__Exercise set__
a - Repeat word for word the passage of the forum thread about Marco and the admirals starting at "And I'm also" and ending at "here being biased.".
b - Extend the forum thread about Marco and the admirals, picking up after its last sentence.

__Document text__
════════

Please don't describe Marco as a technical Yonkou, he never was one with good reason ^^.
Imo Team Yonkou takes both scenarios more likely as I consider them to be generally stronger than their opponents. Having Marco won't turn the tables imo.


----------



## Amol (Nov 4, 2014)

Valdie said:


> Whitebeard and Marco will likely group up together, while Akainu and Kizaru team up to fight them. They stalemate each other for now.
> 
> Shanks engages against Aokiji, and decapitates him after a high difficulty battle.
> 
> ...



No one is beating admiral with mid diff. 
That position holds only strongest guys.
Even Roger won't be probably able to mid diff admiral. 
If there is uncertainty about Roger , how would Big Mom would do something like that ?


----------



## Magentabeard (Nov 4, 2014)

Amol said:


> No one is beating admiral with mid diff.
> That position holds only strongest guys.
> Even Roger won't be probably able to mid diff admiral.
> If there is uncertainty about Roger , how would Big Mom would do something like that ?



I see unrestricted old WB beating akainu (the strongest admiral) with mid mid or high mid diff, and Prime WB beating him with low mid diff.


----------



## Amol (Nov 4, 2014)

Vengeance said:


> Please don't describe Marco as a technical Yonkou, he never was one with good reason ^^.
> Imo Team Yonkou takes both scenarios more likely as I consider them to be generally stronger than their opponents. Having Marco won't turn the tables imo.



Marco was just filler for Yonkou position but he still was for however small time . 
Say how would Marco vs Old Sengoku would go ? diff ?


----------



## Admiral Kizaru (Nov 4, 2014)

Amol said:


> Not everybody is as biassed as you AK.



If I was going to biased I would have said a comfortable Admiral win which I didn't. I selected the option that 35% of those who voted on the poll went for - it going either way. 

And I'm also hardly the only person on here who commented on Marco being out of place here. He's out of his depth compared to everyone else on the list - that's the god damn fact - not me or anyone else on here being biased. 

Everyone, even the likes of Corus, have their favourite characters on here who they may spend more time defending and arguing for on here. I just happen to wear mind on my sleeve a lot more than others and that gets me accused of bias by people like yourself. At any rate, I do hope you remain consistent and call out other people who you suspect of being biased instead of just focusing on an easy target like me. 



Amol said:


> All jokes aside Marco can push any admiral not named Akainu to very high to extreme diff.



If that's your justification for including Marco then there are plenty of objective people who would dispute that on here. When he possess very little attacking threat and relies almost exclusively on your DF to bail himself out of trouble, it's hard to see how exactly he could give an Admiral an extreme difficulty fight. None of them would at any risk of receiving any significant injuries from him which is integral to any match being classified as very high/extreme difficulty.


----------



## Vengeance (Nov 4, 2014)

Amol said:


> Marco was just filler for Yonkou position but he still was for however small time .
> Say how would Marco vs Old Sengoku would go ? diff ?



He never was considered a Yonkou, him and the other remnants of the Whitebeard Pirates were "just" a powerful crew above all other NW crews (except the Yonkou of course).

════════

__Supplied records__
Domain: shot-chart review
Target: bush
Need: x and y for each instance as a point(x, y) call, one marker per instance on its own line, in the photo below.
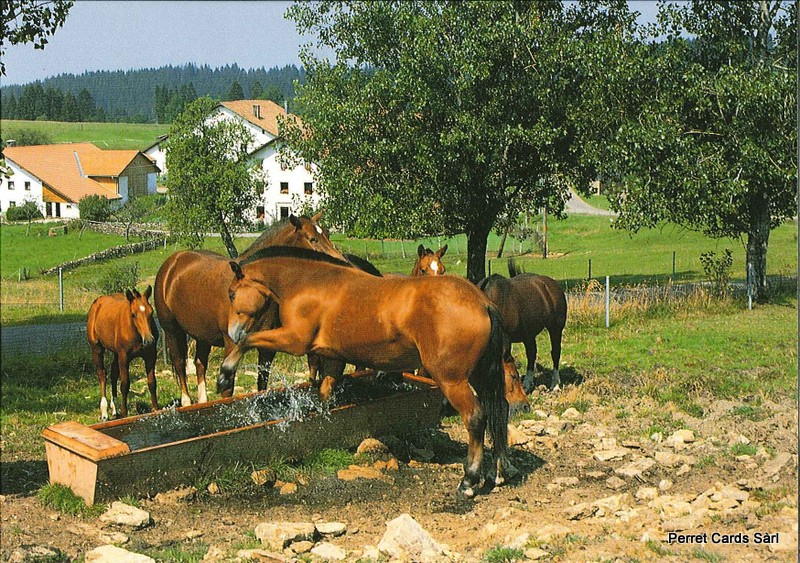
point(118, 278)
point(94, 208)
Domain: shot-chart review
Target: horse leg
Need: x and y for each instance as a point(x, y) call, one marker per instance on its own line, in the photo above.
point(529, 381)
point(202, 351)
point(555, 354)
point(265, 358)
point(98, 353)
point(462, 396)
point(178, 349)
point(149, 358)
point(114, 378)
point(124, 383)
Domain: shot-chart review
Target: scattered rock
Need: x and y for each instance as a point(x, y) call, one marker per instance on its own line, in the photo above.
point(178, 495)
point(405, 539)
point(121, 514)
point(277, 535)
point(372, 446)
point(264, 477)
point(331, 528)
point(359, 472)
point(114, 554)
point(329, 551)
point(288, 489)
point(636, 469)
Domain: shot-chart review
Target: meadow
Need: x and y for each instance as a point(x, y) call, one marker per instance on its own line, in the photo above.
point(137, 136)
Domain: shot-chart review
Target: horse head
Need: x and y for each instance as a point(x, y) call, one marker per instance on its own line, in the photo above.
point(248, 303)
point(515, 393)
point(309, 234)
point(429, 262)
point(141, 313)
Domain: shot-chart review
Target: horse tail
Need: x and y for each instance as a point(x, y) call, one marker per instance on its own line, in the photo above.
point(490, 384)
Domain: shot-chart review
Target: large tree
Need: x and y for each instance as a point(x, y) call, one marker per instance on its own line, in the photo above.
point(213, 183)
point(30, 21)
point(706, 134)
point(443, 117)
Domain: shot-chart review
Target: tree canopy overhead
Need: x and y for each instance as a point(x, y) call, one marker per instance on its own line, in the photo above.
point(443, 117)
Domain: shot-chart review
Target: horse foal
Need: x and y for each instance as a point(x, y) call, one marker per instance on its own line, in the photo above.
point(123, 324)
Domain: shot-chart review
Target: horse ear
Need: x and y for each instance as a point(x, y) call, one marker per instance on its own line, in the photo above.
point(237, 269)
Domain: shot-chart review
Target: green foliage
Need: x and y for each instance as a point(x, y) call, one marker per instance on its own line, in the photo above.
point(439, 117)
point(213, 183)
point(501, 554)
point(718, 271)
point(118, 277)
point(31, 21)
point(27, 136)
point(94, 208)
point(62, 499)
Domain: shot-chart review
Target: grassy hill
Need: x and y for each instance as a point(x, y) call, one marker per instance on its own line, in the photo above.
point(104, 135)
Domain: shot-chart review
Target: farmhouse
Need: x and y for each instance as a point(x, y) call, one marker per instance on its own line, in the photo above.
point(57, 176)
point(288, 188)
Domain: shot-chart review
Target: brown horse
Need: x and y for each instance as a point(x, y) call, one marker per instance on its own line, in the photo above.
point(123, 323)
point(429, 263)
point(191, 297)
point(529, 303)
point(443, 323)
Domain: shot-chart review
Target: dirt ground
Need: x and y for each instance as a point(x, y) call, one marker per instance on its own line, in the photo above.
point(550, 510)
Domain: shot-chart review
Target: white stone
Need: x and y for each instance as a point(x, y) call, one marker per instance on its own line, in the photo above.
point(329, 552)
point(114, 554)
point(122, 514)
point(405, 539)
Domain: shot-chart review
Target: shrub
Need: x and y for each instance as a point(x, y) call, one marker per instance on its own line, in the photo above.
point(94, 208)
point(119, 277)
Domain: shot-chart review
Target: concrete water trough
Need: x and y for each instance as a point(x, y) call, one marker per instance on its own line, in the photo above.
point(142, 455)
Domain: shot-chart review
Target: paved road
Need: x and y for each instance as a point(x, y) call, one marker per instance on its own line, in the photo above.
point(577, 206)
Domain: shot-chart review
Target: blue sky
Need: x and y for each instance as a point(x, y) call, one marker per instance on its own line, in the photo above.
point(128, 35)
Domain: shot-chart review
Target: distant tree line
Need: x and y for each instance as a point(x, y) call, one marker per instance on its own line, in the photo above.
point(51, 104)
point(150, 95)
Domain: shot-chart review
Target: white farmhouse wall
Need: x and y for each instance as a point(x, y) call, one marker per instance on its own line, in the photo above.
point(294, 181)
point(18, 195)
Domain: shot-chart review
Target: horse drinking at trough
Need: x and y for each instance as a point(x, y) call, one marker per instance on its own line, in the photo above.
point(442, 323)
point(123, 324)
point(191, 298)
point(529, 303)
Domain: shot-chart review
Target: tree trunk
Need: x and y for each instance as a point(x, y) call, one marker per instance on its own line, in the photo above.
point(757, 242)
point(477, 241)
point(227, 240)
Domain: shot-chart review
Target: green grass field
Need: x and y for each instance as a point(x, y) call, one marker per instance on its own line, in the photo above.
point(104, 135)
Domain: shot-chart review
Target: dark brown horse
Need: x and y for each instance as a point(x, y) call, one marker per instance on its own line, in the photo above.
point(123, 324)
point(429, 263)
point(443, 323)
point(529, 303)
point(191, 298)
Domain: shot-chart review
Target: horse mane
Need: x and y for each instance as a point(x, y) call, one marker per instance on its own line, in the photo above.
point(266, 237)
point(291, 252)
point(364, 265)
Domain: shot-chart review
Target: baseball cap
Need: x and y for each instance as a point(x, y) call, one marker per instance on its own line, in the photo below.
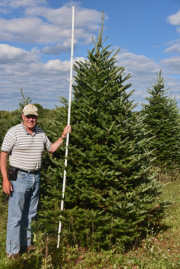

════════

__The replies__
a -
And I'm also hardly the only person on here who commented on Marco being out of place here. He's out of his depth compared to everyone else on the list - that's the god damn fact - not me or anyone else on here being biased.

b -
I am not sure what difficulty Sengoku would need for Marco, but I'm pretty sure that Marco has nothing except his regeneration that would be a real trouble for Sengoku in Buddha form. So it would be just a question of time.


----------



## Coruscation (Nov 4, 2014)

Amol said:
			
		

> Can you elaborate the bolded ?



The Marines had as many as 5 Admirals or Admiral-class fighters present. There's also Mihawk who would have made it 6, but he did leave prior to Shanks' announcement. Then a single man and his crew showed up and made the entire war come to a grinding halt by saying "Stop, or you'll have to deal with us". It should be obvious to anyone that this scenario makes very little sense if that man was only another Admiral-class fighter and the next best he had with him significantly below that, let alone the rest of his troupe. The threat would've been completely empty and essentially one big bluff. And that's clearly not how anyone sane would interpret the scene. Akainu can be viewed as the exception, as he was injured and clearly not at full strength at the time, but the rest stands; there's no way that all Shanks brought to the table was one fighter equivalent to one of the Marines' 5 and a bunch of significantly/far weaker ones.



			
				Admiral Kizaru said:
			
		

> When he possess very little attacking threat and relies almost exclusively on your DF to bail himself out of trouble, it's hard to see how exactly he could give an Admiral an extreme difficulty fight. None of them would at any risk of receiving any significant injuries from him which is integral to any match being classified as very high/extreme difficulty.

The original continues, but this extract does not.